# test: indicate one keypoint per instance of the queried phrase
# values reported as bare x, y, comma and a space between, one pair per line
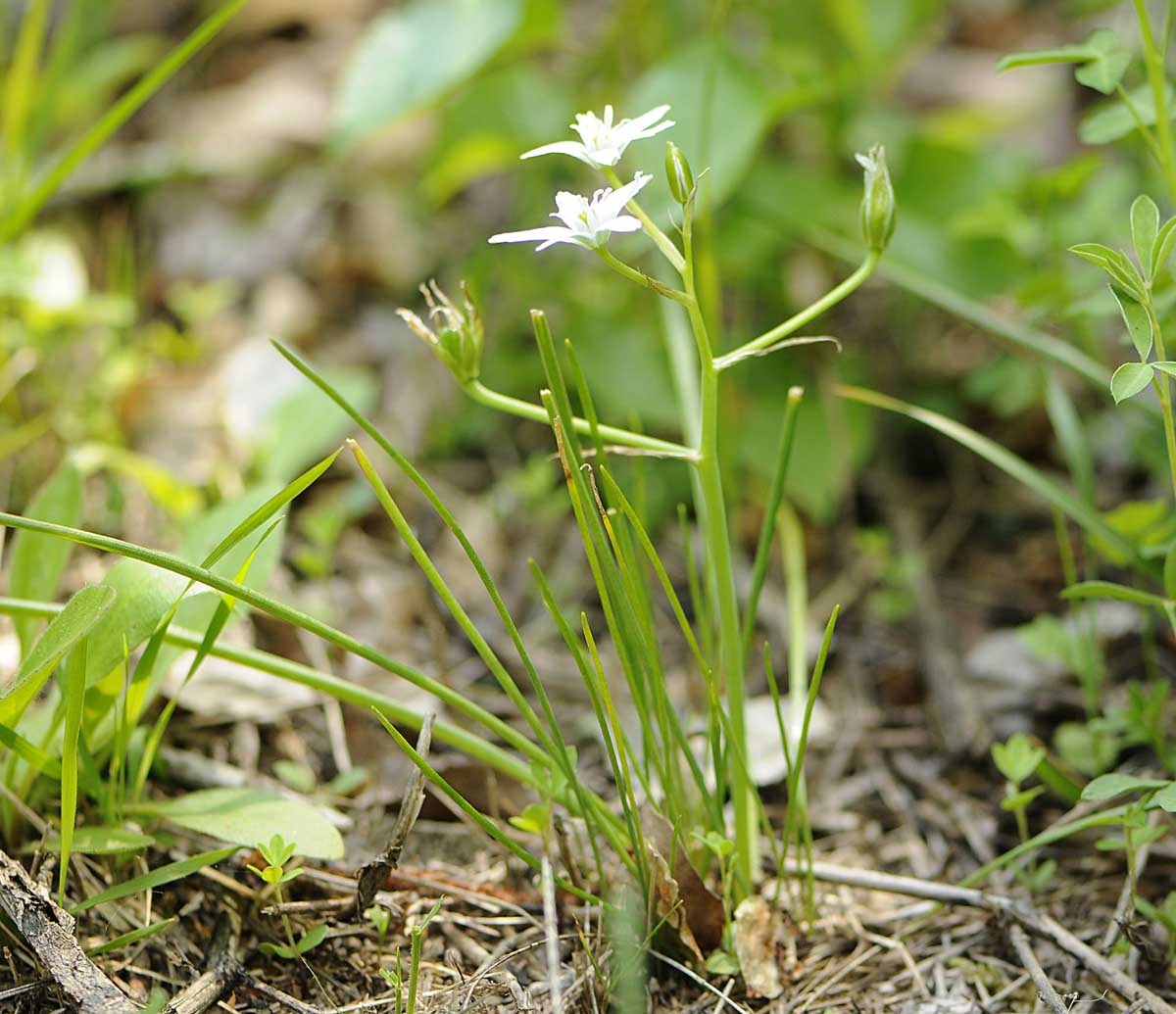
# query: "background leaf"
416, 53
248, 815
36, 561
1129, 380
718, 109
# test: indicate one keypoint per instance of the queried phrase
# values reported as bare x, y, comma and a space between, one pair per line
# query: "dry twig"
50, 931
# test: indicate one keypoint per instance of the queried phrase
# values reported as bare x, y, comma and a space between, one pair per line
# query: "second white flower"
587, 222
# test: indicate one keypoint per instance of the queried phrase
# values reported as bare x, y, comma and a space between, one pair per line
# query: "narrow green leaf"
1138, 320
38, 561
1165, 798
117, 116
74, 691
1108, 786
99, 840
1004, 459
1163, 246
80, 615
133, 937
1129, 380
33, 755
1038, 58
157, 878
1145, 227
1108, 590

▸ WORK INSTRUCTIONS: Reproduce every line of the records above verbatim, leaving out the pictures.

▸ EXPECTED OUTPUT:
# test: indicate one keypoint per instance of the queried phrase
# values reported as bare x, y, comma and a space between, one pair per line
# query: "background leaf"
416, 53
248, 815
36, 561
1129, 380
718, 109
# test: indicate one keypoint per instance of the queried phrase
# values reported as bare x, y, comma and a space between, one pair per line
# query: "dry twig"
50, 931
# test: indicate one keypoint per instance of the queried phrase
# values reported as bare x, y, comma and a space between, one pair per line
# query: "second white flower"
587, 222
# test: indicate one keypoint per instance of the queried phrase
# values reported as bare x, y, comma and a space between, one pair per line
# query: "narrow green leaf"
1138, 320
38, 561
1165, 798
117, 116
74, 691
1108, 786
99, 840
1004, 459
1163, 246
80, 615
133, 937
1129, 380
33, 755
1038, 58
157, 878
1145, 227
1108, 590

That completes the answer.